### Aim
Retype the complete listing exactly as it appears.

** start Records supplied **

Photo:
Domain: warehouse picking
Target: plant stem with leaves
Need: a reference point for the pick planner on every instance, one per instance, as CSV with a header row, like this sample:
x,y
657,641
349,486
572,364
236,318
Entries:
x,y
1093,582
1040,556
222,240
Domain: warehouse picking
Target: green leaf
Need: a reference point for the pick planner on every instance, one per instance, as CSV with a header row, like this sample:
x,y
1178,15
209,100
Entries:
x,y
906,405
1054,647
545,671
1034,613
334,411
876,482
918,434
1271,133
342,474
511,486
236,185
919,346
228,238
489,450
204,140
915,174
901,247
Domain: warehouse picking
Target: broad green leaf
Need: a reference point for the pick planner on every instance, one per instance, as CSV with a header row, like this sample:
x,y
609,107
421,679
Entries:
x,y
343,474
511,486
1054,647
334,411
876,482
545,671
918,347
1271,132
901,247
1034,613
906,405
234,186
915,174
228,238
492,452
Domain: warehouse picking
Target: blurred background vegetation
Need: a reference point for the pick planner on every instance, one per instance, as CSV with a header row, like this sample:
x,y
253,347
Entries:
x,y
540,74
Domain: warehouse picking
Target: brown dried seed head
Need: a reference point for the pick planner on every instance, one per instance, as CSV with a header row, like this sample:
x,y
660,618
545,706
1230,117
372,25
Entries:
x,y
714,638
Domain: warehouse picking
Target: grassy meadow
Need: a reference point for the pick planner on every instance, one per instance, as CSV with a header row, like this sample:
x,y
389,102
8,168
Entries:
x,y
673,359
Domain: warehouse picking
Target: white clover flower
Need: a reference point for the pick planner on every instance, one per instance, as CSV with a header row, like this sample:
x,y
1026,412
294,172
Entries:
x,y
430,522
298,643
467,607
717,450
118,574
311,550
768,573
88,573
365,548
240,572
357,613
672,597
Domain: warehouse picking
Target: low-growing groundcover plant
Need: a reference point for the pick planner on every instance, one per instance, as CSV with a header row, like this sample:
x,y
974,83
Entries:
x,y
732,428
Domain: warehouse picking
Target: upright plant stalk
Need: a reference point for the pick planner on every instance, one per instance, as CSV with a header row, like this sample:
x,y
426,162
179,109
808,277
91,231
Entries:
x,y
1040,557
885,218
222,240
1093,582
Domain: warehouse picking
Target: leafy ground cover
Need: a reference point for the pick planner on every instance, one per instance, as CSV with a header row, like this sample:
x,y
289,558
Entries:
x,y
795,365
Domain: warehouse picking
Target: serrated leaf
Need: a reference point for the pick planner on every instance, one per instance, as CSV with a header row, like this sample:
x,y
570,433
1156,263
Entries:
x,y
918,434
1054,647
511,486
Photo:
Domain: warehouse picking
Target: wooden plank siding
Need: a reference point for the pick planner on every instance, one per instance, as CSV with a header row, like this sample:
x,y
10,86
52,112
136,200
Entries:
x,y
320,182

** end Records supplied **

### Worked solution
Photo:
Domain: warehouse picking
Target: plant stem with leaves
Need: a reference point for the pick planner on every instance, one per instance, as CSV with a header row, like this sample:
x,y
657,641
349,486
572,364
236,318
Entries:
x,y
1093,582
1040,556
222,240
Domain: warehouse picking
Target: green leaf
Need: a reference point for the pick planner on every instance, one per instance, as CSV with a header row, like this sample:
x,y
1178,15
209,100
Entries:
x,y
906,405
1054,647
545,671
1034,613
334,411
876,482
918,434
1271,133
342,474
511,486
236,185
919,346
228,238
489,450
204,140
915,174
901,247
Domain: warehouse picking
Target: broad green leaf
Need: a reference point for the pick planner on every instance, one per instance, as CSV with a header row, like this sample:
x,y
609,107
421,679
Entries:
x,y
343,474
511,486
1054,647
334,411
876,482
545,671
918,347
1271,132
901,247
1034,613
906,405
234,186
915,174
228,238
492,452
Domain: warehouse picking
Target: blurred background vegetation
Need: a reference point for the pick planner on every instance, one per instance, as CSV with a header row, like this sample:
x,y
253,347
Entries:
x,y
540,74
Domain: warehouse picking
Target: brown dried seed head
Need: a reference point for the pick planner on every instance, one per instance, as CSV with a header row, like this sample:
x,y
660,618
545,706
1230,117
372,25
Entries:
x,y
714,638
Domain: warehouse picking
Target: grassy meadow
Need: a reference point for the pick planner on every instance, one per instance, as CSV with a header row, like this sample:
x,y
389,102
8,168
Entries:
x,y
673,359
Domain: warehouse picking
Target: white clover flower
Need: a reference point for the pick planner on every instance, one per instance, as CSV with a header row, like this sample:
x,y
1026,412
294,172
Entries:
x,y
430,522
298,643
467,607
717,450
118,574
311,550
768,573
88,573
365,548
240,572
357,613
672,597
Domain: warehouse picking
Target: low-growing groundcover plant
Need: a reference point for the pick planner on every instance, one per instance, as CSV with a header row, like this sample:
x,y
974,83
Entries:
x,y
732,428
Domain: warehouse picking
Target: upright plant stalk
Need: a reference point for the pick planner on every instance, one per instance, as CSV with a header row, like this sample:
x,y
426,162
179,109
808,277
91,231
Entries:
x,y
1040,557
885,218
222,240
1093,582
Domain: warehouse picking
Target: leafy ground cover
Need: a reference point for the pick planner on every instance, one per instance, as CSV with a header row, like this sample:
x,y
289,558
Entries:
x,y
795,365
Domain: warehouse picking
Target: serrated leaf
Need: a reference point for the pick planner on every instance, one per instance, as CSV with a header row, like this sample:
x,y
570,433
1156,263
Entries:
x,y
918,434
1054,647
511,486
Photo:
Domain: warehouse picking
Target: wooden plank siding
Need: a reference point for the pick planner on every instance, one per instance, as CSV with a header row, like this sample:
x,y
10,86
52,112
136,200
Entries:
x,y
320,182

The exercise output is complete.